===== LISTED ENTRIES

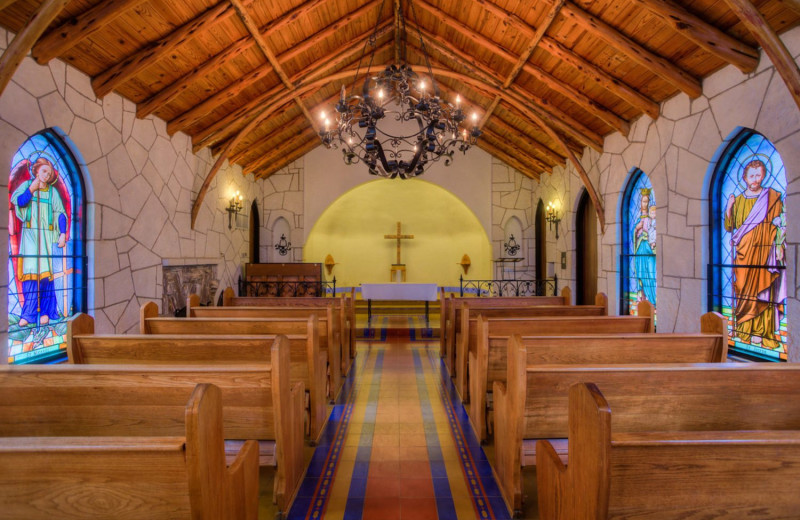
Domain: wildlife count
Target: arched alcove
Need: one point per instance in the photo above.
(352, 231)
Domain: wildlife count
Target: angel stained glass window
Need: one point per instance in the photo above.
(46, 251)
(747, 275)
(638, 259)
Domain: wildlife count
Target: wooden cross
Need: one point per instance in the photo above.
(398, 237)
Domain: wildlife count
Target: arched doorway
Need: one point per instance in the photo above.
(586, 251)
(541, 248)
(255, 234)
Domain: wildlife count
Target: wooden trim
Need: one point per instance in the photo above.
(771, 43)
(703, 34)
(579, 63)
(115, 76)
(77, 29)
(591, 106)
(537, 37)
(657, 64)
(21, 45)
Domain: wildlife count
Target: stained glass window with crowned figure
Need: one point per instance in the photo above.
(638, 260)
(46, 250)
(747, 273)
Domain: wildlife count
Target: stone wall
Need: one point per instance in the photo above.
(141, 183)
(678, 152)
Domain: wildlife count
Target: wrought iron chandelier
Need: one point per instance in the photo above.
(431, 127)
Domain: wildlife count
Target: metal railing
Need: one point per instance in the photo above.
(485, 288)
(287, 289)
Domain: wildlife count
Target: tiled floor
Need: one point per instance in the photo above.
(398, 444)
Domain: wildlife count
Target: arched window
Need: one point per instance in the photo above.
(747, 281)
(46, 248)
(638, 259)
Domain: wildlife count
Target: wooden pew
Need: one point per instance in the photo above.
(60, 458)
(344, 307)
(306, 362)
(453, 317)
(151, 323)
(490, 362)
(533, 403)
(466, 337)
(696, 461)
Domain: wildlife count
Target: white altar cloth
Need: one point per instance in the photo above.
(400, 291)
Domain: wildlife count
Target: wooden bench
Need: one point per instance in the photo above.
(451, 318)
(467, 335)
(490, 362)
(533, 404)
(151, 323)
(306, 362)
(733, 452)
(344, 306)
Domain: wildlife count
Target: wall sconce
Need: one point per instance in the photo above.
(552, 216)
(511, 246)
(234, 207)
(283, 246)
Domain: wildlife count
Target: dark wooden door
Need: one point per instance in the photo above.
(586, 251)
(541, 245)
(255, 234)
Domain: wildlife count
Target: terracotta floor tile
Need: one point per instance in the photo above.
(416, 488)
(418, 509)
(383, 487)
(381, 509)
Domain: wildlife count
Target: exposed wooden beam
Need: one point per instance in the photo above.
(511, 161)
(77, 29)
(705, 35)
(284, 148)
(613, 85)
(234, 50)
(659, 65)
(771, 43)
(288, 159)
(113, 77)
(537, 37)
(191, 116)
(21, 45)
(233, 120)
(566, 123)
(592, 107)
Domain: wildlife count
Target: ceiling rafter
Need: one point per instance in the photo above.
(604, 79)
(288, 159)
(771, 43)
(659, 65)
(567, 124)
(581, 100)
(76, 29)
(703, 34)
(230, 123)
(252, 28)
(21, 45)
(196, 113)
(115, 76)
(219, 60)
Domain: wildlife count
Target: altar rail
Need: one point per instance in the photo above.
(482, 288)
(287, 288)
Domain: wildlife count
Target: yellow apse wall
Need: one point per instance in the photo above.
(351, 230)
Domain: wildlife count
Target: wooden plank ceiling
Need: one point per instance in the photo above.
(213, 68)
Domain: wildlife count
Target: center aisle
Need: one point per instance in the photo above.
(398, 444)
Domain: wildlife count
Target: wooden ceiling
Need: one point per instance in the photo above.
(248, 78)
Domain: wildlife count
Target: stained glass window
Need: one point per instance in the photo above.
(46, 252)
(747, 273)
(638, 260)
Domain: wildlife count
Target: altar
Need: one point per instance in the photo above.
(427, 292)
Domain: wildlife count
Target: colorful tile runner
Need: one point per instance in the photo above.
(398, 444)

==========

SHORT EXERCISE: Repeat everything in the records precisely. Images are excluded from the copy.

RESULT FOR THIS TASK:
Domain: wildlife count
Target: arched alcove
Need: one point per instance in the photo above.
(352, 231)
Domain: wildlife count
Target: angel stained glass window
Need: one point per instance in the photo above.
(46, 251)
(747, 275)
(638, 259)
Domain: wildlife count
Target: wooden cross
Need: one point per instance in the photo above.
(398, 237)
Domain: wildlife count
Target: arched doorway
Need: one point per instance in the photo above.
(586, 251)
(541, 248)
(255, 234)
Domain: wildlife count
Target: wooden trim
Need: one point per instance in the photo above.
(771, 43)
(703, 34)
(579, 63)
(115, 76)
(77, 29)
(591, 106)
(537, 37)
(657, 64)
(21, 45)
Domain: wildlife count
Target: stained glass window with crowned figure
Need: one point per instance in the photo above.
(638, 260)
(46, 250)
(747, 273)
Domain: wildlife count
Target: stone wall
Need: one point per instance in the photo above.
(141, 183)
(678, 152)
Domain: wildlife count
Target: wrought iron chandelier
Need: one point per instance in the photo above.
(431, 127)
Domain: wildlife count
Target: metal railing
Need: one point per instance in the photo above.
(485, 288)
(287, 289)
Domain: wildlife count
Target: tiled floor
Need: one point per instance in the photo above.
(398, 444)
Domain: wildlife count
Target: arched window
Need: one point per instance in the photo above.
(747, 281)
(46, 248)
(638, 259)
Domain: wildlife count
Target: wooden pew
Need: one point per instance in the photo above.
(60, 458)
(344, 307)
(306, 362)
(453, 317)
(151, 323)
(490, 362)
(533, 403)
(466, 337)
(696, 461)
Domain: wildlife count
Target: white altar cloth
Need: one point per instance in the photo above.
(400, 291)
Domain: wildlife count
Target: wooden bench
Need: one point per instance in the photo above.
(451, 318)
(467, 335)
(490, 362)
(533, 404)
(151, 323)
(306, 362)
(733, 452)
(344, 306)
Domain: wildlife count
Target: wall sconce
Need: one point per instance in the photo above.
(552, 216)
(511, 246)
(234, 207)
(283, 246)
Domain: wildlife count
Target: dark wooden door
Need: one point per instance in the photo above.
(586, 251)
(541, 245)
(255, 234)
Domain: wildlife count
Target: terracotta floor tile
Need: one point per instance in the photo above.
(416, 488)
(418, 509)
(383, 487)
(381, 509)
Domain: wildlife count
Target: exposed wooden beam
Need: one point per instance in the photo above.
(511, 161)
(77, 29)
(705, 35)
(284, 148)
(613, 85)
(234, 50)
(659, 65)
(771, 43)
(288, 159)
(113, 77)
(537, 37)
(191, 116)
(21, 45)
(233, 120)
(566, 123)
(592, 107)
Domain: wildlife count
Target: ceiling rafter
Need: one point per instance in the photo above.
(604, 79)
(288, 159)
(771, 43)
(659, 65)
(567, 124)
(581, 100)
(76, 29)
(703, 34)
(230, 123)
(252, 28)
(21, 45)
(196, 113)
(115, 76)
(219, 60)
Domain: wildlife count
Target: altar rail
Need: one point per instance in the photo above.
(482, 288)
(287, 288)
Domain: wildlife count
Target: yellow apse wall
Need: one point per instance in the photo above.
(351, 230)
Domain: wildlife count
Target: wooden plank ceiling
Need: one point per instance in the photo above.
(213, 68)
Domain: wildlife count
Target: center aisle
Need: one point per instance in the photo above.
(398, 444)
Domain: wildlife count
Target: wooden ceiling
Need: one point per instance in the photo above.
(248, 78)
Domain: wildlife count
Target: stained glass window
Need: one point per instance in the photo above.
(46, 252)
(747, 273)
(638, 260)
Domain: wildlife count
Target: altar
Need: one point per instance in the photo above.
(427, 292)
Domain: wildlife count
Target: colorful tile runner
Need: one point per instance in the photo above.
(398, 444)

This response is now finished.